── Testo ──
Il viaggio attraverso il Vietnam è costellato di orrori e di grandi gesti di generosità, di atrocità e bellezza. Poi ci saranno la Guerra del Vietnam, i bombardamenti americani con l'Agente Arancio (arma chimica che avrà conseguenze devastanti sul futuro, visto che chi veniva esposto era destinato molto probabilmente a generare figli deformi o morti o gravemente malati, minando di fatto non una ma due e forse tre generazioni), gli stupri, le divisioni, gli odii selvaggi. 

Huong ascolta la storia della sua famiglia mentre ne sta vivendo una tragica copia sulla propria pelle, ma con la speranza, a guerra finita, di riunire la famiglia. Peccato che ogni guerra ha i suoi reduci e che le conseguenze sulla mente e sul corpo dei partecipanti sono sempre le stesse: incubi, follia, menomazioni di arti e cuore, incapacità di comunicare le atrocità viste, subite e inferte. La gente torna, forse, ma non torna mai davvero. Nonostante l'estremo dolore che intride molte pagine, il romanzo trasuda anche speranza e amore, dicendoci che, in fondo, la famiglia è culla e luogo in cui tornare prima della tomba, che la famiglia capisce e perdona, sempre, e anche quando non lo fa con le parole, lo fa nel cuore.
───
• Da fare:
Ricopia tale e quale tutto il tratto del testo sul romanzo vietnamita, da "Huong ascolta la" giù fino a "fa nel cuore.".
── Dati forniti ──
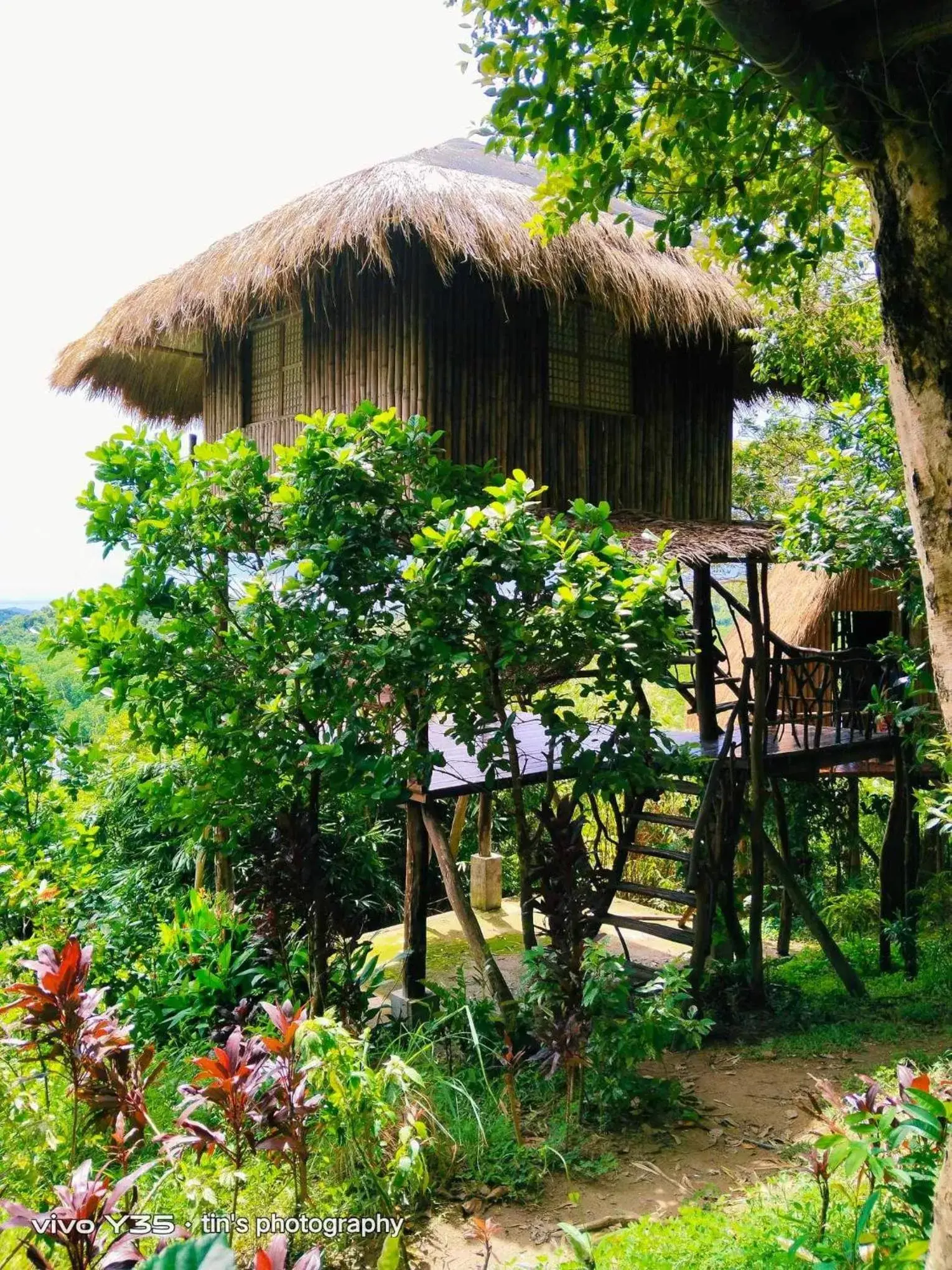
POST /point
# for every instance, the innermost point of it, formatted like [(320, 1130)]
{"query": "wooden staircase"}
───
• Risposta:
Huong ascolta la storia della sua famiglia mentre ne sta vivendo una tragica copia sulla propria pelle, ma con la speranza, a guerra finita, di riunire la famiglia. Peccato che ogni guerra ha i suoi reduci e che le conseguenze sulla mente e sul corpo dei partecipanti sono sempre le stesse: incubi, follia, menomazioni di arti e cuore, incapacità di comunicare le atrocità viste, subite e inferte. La gente torna, forse, ma non torna mai davvero. Nonostante l'estremo dolore che intride molte pagine, il romanzo trasuda anche speranza e amore, dicendoci che, in fondo, la famiglia è culla e luogo in cui tornare prima della tomba, che la famiglia capisce e perdona, sempre, e anche quando non lo fa con le parole, lo fa nel cuore.